En el resto del Sudeste Asiático, las acciones de la agencia de inteligencia se habían dejado sentir con contundencia. Se descubrió un complot secreto estadounidense en Camboya, que minó gravemente su credibilidad en la región. Durante años, Norodom Sihanuk había atacado el anticomunismo de Eisenhower convencido de que Estados Unidos estaba intentando librarse de él por defender una posición neutral. Sus afirmaciones fueron consideradas descabelladas o absurdas en su momento. Pero tenía razón. En 1959, un agente de la CIA recibió órdenes de colaborar con el ministro del Interior de Sihanuk para organizar un golpe de Estado que no tuvo éxito.

 

El Gobierno de Ngo Dinh Diem, en Vietnam del Sur, también intentó sin resultados organizar un golpe de Estado en Camboya con la aprobación de Estados Unidos. Cuando fracasó, Sihanuk recibió un paquete por correo. Quizá era un regalo para intentar arreglar las cosas. Pero, cuando su personal lo abrió, explotó. Murieron dos personas. El paquete bomba, el tercer intento de acabar con Sihanuk, resultó provenir de una base estadounidense en Saigón, aunque quizá había sido enviado sin conocimiento de Estados Unidos. No obstante —y esta dinámica crucial se repetiría a lo largo de toda la Guerra Fría—, el incidente no habría tenido lugar si Vietnam del Sur hubiera considerado que Washington se oponía a la operación. La amplitud de las conjuras estadounidenses a menudo conllevaba acontecimientos que Washington no había previsto concretamente. Fuera como fuera, la relación de Sihanuk con Estados Unidos era ya irreparable.

- [Ejercicios]:
A: ¿Qué personas aparecen mencionadas por su nombre en el fragmento sobre la CIA en Camboya?
B: Reescribe de forma más breve el párrafo del fragmento sobre la CIA en Camboya que comienza «El Gobierno de Ngo Dinh Diem», sin perder sus hechos principales.

- [Datos]:
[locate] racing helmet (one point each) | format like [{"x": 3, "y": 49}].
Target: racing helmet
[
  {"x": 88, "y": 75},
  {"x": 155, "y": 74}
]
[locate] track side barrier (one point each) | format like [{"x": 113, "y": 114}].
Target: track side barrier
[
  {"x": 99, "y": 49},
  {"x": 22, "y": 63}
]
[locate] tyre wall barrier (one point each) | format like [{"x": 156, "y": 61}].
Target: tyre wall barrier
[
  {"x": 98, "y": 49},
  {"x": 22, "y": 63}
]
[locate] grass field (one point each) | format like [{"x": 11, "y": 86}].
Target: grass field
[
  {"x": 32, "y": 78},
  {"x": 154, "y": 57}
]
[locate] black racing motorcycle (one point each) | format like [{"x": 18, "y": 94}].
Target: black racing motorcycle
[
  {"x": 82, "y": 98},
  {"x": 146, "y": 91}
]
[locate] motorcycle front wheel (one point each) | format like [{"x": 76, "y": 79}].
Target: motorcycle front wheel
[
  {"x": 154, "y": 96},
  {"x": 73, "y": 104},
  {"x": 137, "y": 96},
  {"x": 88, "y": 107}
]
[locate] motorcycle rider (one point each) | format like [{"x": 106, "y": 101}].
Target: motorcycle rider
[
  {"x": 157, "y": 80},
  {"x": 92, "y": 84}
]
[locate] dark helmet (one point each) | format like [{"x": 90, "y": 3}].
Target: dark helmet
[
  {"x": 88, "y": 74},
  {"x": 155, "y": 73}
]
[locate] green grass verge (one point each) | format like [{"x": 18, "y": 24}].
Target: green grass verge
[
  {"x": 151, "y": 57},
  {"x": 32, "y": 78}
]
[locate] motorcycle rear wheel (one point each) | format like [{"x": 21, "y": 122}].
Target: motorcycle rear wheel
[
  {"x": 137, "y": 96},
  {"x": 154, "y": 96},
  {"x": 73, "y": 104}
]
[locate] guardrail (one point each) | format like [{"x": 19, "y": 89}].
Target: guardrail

- [Soluciones por ejercicio]:
A: Norodom Sihanuk, Eisenhower y Ngo Dinh Diem.

B: El Gobierno survietnamita de Ngo Dinh Diem intentó, con aprobación estadounidense, un golpe de Estado en Camboya que fracasó. Después, Sihanuk recibió por correo un paquete que explotó cuando su personal lo abrió y mató a dos personas. Aquel tercer intento de acabar con él procedía de una base estadounidense en Saigón, quizá sin conocimiento de Estados Unidos. Aun así, no habría ocurrido si Vietnam del Sur hubiera considerado que Washington se oponía, una dinámica que se repetiría durante toda la Guerra Fría. Las conjuras estadounidenses solían traer consecuencias imprevistas, y la relación de Sihanuk con Estados Unidos quedó irreparable.